▶ _TEXTABSCHNITT_:
>>>>>
Die mangelnde und unzuverlässige Versorgung mit Strom ist eins der größten Entwicklungshemmnisse in Westafrika. Benin bezieht zum Beispiel mehr als vier Fünftel seines Stroms vom großen Nachbarn Nigeria. Wenn der nicht liefert, hat Benin ein akutes Versorgungsproblem. Das war etwa 2015 der Fall, als Nigeria, das bevölkerungsreichste Land Afrikas, selbst mit Engpässen zu kämpfen hatte. Gleichzeitig ging in Benin der Spritpreis durch die Decke.

Von dieser Abhängigkeit will das Land schnellstmöglich wegkommen: "Das wichtigste Ziel der derzeitigen Regierung ist es, innerhalb von drei Jahren eine stabile Stromversorgung mit eigenen Anlagen zu erreichen und die Energiesicherheit auf nationaler Ebene sicherzustellen", sagt Gildas Bankole, regionaler Experte bei der GIZ für Strommarkt und Verteilnetze. Dafür würden zum Beispiel Gaskraftwerke gebaut.

Auch Solaranlagen breiten sich aus, bislang aber vor allem in Form von kleinen Photovoltaik-Anlagen für den Hausgebrauch. Solche Systeme gibt es in zahlreichen kleinen Straßengeschäften als Komplettset zu kaufen. Wer sich die Investition leisten kann, profitiert letztlich auch finanziell, denn der Strom aus dem Netz kostet in Benin etwa so viel wie in Deutschland – während das Durchschnittseinkommen rund 50-mal niedriger ist.
<<<<<
▶ _ZIEL DER ÜBUNG_: Wiederhole bitte wörtlich den Teil des Textes über die Stromversorgung in Benin, beginnend mit „Von dieser Abhängigkeit“ und fortlaufend bis einschließlich „Beispiel Gaskraftwerke gebaut.“. Die Datensätze braucht man hier nicht.

Einige Datensätze
>>>>>
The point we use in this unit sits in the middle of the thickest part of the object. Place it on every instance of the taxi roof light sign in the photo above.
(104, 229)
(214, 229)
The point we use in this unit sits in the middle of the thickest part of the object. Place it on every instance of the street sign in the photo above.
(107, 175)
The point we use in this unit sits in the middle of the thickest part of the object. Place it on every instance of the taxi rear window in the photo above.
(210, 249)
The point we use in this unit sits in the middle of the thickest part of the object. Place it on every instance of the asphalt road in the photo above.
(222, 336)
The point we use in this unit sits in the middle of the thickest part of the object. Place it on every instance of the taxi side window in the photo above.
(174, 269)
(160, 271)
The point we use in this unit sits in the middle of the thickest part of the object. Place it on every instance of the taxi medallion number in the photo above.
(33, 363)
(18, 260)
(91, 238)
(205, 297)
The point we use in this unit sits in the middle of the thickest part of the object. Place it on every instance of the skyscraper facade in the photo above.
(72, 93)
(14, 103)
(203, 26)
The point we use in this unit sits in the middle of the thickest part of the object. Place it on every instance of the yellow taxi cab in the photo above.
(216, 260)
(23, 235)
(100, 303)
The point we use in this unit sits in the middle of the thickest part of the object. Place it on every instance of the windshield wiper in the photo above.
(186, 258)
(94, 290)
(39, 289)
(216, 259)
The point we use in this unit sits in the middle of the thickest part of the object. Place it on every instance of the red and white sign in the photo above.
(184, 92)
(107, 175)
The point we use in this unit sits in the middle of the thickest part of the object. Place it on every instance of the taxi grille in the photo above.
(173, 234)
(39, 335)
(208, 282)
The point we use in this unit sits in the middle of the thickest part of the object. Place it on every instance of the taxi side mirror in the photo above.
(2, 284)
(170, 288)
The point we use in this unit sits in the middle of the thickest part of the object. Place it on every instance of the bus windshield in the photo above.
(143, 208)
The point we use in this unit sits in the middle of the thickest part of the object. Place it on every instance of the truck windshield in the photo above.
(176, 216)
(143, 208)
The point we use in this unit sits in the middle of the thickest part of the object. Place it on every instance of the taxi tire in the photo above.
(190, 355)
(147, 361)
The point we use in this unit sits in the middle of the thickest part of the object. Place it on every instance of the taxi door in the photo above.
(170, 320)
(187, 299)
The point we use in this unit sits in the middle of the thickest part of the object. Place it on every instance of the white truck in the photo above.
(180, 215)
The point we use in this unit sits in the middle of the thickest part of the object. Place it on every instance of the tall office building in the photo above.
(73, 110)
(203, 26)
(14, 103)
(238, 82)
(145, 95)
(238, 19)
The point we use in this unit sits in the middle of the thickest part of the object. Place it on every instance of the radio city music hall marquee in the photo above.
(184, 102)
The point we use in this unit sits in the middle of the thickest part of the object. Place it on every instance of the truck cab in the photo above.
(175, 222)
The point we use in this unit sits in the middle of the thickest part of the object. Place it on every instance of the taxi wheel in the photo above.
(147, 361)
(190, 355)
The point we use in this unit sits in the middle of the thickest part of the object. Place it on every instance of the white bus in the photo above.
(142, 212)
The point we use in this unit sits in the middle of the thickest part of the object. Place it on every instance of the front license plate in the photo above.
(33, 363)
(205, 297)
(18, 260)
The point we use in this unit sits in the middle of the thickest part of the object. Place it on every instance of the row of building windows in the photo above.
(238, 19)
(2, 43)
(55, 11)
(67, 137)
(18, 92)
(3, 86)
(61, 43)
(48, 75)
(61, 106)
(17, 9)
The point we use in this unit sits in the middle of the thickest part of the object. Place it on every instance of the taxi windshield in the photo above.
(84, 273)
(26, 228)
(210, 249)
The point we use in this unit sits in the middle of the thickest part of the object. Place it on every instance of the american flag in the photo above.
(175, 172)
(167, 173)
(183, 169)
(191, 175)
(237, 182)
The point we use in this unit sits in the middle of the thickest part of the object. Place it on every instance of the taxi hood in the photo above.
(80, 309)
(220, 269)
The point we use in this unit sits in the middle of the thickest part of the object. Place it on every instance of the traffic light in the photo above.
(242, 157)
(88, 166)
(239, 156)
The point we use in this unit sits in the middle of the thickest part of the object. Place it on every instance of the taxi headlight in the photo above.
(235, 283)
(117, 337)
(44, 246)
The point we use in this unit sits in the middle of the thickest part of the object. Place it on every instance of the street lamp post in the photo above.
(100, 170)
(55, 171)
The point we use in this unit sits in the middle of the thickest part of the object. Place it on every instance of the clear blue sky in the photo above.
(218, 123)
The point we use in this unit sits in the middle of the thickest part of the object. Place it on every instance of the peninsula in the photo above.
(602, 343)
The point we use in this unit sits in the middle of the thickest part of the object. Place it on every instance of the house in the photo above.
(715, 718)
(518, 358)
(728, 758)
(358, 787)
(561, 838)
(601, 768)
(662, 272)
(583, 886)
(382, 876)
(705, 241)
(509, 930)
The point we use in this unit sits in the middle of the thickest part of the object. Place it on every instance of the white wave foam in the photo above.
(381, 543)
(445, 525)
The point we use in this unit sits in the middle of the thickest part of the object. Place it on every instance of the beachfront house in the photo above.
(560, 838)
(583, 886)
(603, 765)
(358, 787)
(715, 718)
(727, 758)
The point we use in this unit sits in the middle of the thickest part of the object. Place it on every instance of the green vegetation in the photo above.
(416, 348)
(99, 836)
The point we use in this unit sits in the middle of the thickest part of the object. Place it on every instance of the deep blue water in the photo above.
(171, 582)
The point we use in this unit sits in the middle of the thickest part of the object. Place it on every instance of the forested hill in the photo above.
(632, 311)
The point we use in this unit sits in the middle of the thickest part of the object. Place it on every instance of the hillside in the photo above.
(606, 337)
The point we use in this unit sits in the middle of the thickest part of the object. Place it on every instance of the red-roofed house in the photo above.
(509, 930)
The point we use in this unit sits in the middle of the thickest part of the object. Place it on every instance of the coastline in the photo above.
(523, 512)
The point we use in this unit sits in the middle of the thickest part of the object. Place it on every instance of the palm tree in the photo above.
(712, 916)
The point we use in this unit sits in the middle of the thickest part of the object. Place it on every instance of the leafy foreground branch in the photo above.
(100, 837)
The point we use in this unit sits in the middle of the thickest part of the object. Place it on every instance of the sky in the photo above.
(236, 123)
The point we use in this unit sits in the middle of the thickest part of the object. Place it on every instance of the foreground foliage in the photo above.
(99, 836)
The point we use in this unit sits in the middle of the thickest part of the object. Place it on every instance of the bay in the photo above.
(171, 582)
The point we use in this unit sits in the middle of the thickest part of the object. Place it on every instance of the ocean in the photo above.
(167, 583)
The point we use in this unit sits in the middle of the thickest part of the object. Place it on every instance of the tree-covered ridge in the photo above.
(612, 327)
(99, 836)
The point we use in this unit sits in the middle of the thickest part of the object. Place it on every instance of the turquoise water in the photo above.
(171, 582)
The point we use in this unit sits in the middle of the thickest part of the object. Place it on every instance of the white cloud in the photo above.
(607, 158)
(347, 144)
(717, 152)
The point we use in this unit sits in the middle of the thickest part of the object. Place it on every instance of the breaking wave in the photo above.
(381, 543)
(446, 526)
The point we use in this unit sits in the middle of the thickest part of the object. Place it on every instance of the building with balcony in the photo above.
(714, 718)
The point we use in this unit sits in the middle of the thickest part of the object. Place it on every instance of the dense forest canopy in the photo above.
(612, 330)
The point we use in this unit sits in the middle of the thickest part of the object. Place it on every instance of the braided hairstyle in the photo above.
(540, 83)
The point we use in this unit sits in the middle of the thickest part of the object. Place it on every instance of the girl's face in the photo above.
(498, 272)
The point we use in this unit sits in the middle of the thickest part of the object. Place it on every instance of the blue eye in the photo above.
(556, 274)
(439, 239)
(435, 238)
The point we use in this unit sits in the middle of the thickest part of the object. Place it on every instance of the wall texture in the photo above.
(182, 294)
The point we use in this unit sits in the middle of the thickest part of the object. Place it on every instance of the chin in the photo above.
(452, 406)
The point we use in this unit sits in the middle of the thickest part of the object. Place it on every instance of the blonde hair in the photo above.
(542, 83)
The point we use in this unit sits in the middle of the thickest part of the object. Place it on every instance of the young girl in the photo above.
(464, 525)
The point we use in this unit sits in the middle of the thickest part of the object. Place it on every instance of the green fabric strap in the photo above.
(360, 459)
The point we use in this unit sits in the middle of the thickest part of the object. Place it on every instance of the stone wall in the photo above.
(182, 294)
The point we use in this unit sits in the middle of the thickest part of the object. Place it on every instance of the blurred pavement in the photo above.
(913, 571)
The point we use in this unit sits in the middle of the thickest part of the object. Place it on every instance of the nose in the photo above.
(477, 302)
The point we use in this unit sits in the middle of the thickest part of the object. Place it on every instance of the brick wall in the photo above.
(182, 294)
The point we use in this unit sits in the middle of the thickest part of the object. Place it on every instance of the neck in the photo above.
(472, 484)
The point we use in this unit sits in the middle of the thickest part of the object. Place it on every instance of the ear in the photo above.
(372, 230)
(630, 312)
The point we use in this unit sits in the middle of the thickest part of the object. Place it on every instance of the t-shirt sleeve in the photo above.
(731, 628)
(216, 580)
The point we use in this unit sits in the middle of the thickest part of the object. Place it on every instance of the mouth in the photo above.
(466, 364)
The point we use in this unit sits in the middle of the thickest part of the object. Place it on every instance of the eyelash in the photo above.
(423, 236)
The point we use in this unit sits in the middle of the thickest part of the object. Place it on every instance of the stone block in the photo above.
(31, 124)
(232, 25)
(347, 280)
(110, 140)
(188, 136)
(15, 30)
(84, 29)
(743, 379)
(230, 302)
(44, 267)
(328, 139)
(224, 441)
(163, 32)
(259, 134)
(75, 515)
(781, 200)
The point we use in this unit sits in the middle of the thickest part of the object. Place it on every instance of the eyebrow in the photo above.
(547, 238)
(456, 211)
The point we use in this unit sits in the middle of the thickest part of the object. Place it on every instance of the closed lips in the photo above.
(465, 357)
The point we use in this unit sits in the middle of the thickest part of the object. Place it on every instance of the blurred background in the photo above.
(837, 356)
<<<<<
▶ _LÖSUNG DER AUFGABE_:
Von dieser Abhängigkeit will das Land schnellstmöglich wegkommen: "Das wichtigste Ziel der derzeitigen Regierung ist es, innerhalb von drei Jahren eine stabile Stromversorgung mit eigenen Anlagen zu erreichen und die Energiesicherheit auf nationaler Ebene sicherzustellen", sagt Gildas Bankole, regionaler Experte bei der GIZ für Strommarkt und Verteilnetze. Dafür würden zum Beispiel Gaskraftwerke gebaut.